▶ SOURCE EXTRACT
□ □ □ □
235687 Does Perceived Breastfeeding Support Explain Racial/Ethnic Differences in 6-month Breastfeeding Rates

Wednesday, November 2, 2011

Elizabeth A. Howell, MD, MPP , Department of Health Evidence and Policy, Mount Sinai School of Medicine, New York, NY
Jessica Block, BA , Department Health Evidence and Policy, Mount Sinai School of Medicine, New York, NY
Amy Balbierz, MPH , Department of Health Evidence and Policy, Mount Sinai School of Medicine, New York, NY
Jason Wang, PhD , Department of Health Evidence and Policy, Mount Sinai School of Medicine, New York, NY
Caron Zlotnick, PhD , Director of Behavioral Medicine Research at Women and Infants Hospital, Brown Medical School, Providence, RI
Racial/ethnic differences in breastfeeding rates are well documented. Using data from 2 postpartum depression prevention trials (1 enrolled black and Latina mothers, the other enrolled white, and other minority mothers), we examined factors associated with 6-month breastfeeding rates. This study includes 889 (of the 1080 enrolled) mothers who completed both the baseline and 6-month surveys and answered a series of questions on depressive symptoms, breastfeeding, support, and other factors. We conducted bivariate statistics to examine the association between race/ethnicity, clinical factors, depression, and breastfeeding support with 6-month breastfeeding status. Multivariable logistic regression models assessed the independent association between race/ethnicity, other factors, and 6-month breastfeeding rates. Mean age was 30 (range 18-46); 48% were black or Latina, 31% had Medicaid insurance, and 31% were foreign born. Overall, 49% of mothers breastfed at 6 months postpartum. Breastfeeding at 6-months was more common among White/Other vs. Black/Latina mothers (64% vs. 33%, p<.0001), mothers born outside of the US vs. US born (63% vs. 43%, p<.0001), mothers who thought breastfeeding was extremely/moderately important versus mothers who did not think breastfeeding was as important (56% vs. 18%, p<.0001), and mothers with strong partner support. After controlling for demographic factors, breastfeeding support, and clinical factors, black and Latina mothers remained significantly less likely to breastfeed at 6-months as compared with white and other women (adjusted OR=0.26 95% CI: 0.16-0.40). Although mother's view of breastfeeding and breastfeeding support are important correlates of breastfeeding at 6-months, these factors do not explain racial/ethnic differences in breastfeeding rates.
□ □ □ □
▶ DATA UNDER STUDY

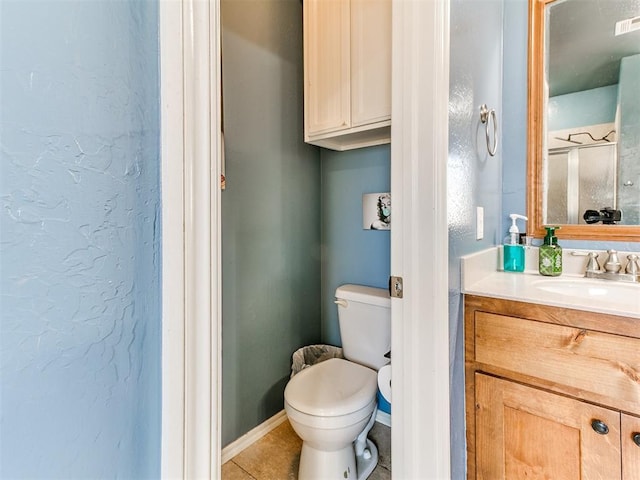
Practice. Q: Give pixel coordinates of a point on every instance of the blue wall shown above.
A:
(629, 144)
(473, 177)
(351, 254)
(270, 211)
(514, 170)
(589, 107)
(80, 248)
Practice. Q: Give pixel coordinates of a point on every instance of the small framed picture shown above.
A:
(376, 211)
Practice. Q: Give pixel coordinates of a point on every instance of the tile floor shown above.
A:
(276, 456)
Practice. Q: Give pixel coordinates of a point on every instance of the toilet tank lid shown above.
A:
(362, 294)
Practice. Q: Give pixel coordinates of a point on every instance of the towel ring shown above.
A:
(486, 117)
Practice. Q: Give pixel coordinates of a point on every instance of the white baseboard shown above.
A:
(383, 418)
(237, 446)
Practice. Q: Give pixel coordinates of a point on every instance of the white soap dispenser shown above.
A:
(513, 252)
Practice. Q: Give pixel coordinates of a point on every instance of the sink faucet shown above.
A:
(612, 267)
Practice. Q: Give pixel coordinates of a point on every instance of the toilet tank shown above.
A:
(364, 314)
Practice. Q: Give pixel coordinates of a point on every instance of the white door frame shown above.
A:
(419, 240)
(191, 331)
(191, 300)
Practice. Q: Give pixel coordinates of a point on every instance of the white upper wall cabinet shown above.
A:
(347, 73)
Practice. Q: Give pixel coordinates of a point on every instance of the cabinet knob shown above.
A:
(600, 427)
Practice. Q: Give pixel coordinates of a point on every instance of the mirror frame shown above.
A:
(535, 132)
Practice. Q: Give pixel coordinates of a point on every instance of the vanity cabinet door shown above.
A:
(630, 447)
(523, 432)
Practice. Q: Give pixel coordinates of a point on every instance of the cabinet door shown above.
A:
(370, 61)
(522, 432)
(630, 447)
(326, 71)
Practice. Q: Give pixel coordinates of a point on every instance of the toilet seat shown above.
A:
(333, 388)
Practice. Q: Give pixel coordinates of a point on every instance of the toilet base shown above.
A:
(338, 464)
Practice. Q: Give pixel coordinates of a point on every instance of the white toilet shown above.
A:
□ □ □ □
Answer from the breastfeeding abstract:
1. How many mothers does the study include, out of how many enrolled?
2. What share of all mothers breastfed at 6 months postpartum?
3. What adjusted odds ratio is reported for black and Latina mothers breastfeeding at 6 months, compared with white and other women?

▶ RESPONSE AREA
1. 889 of the 1080 enrolled mothers.
2. 49%.
3. 0.26 (95% CI: 0.16-0.40).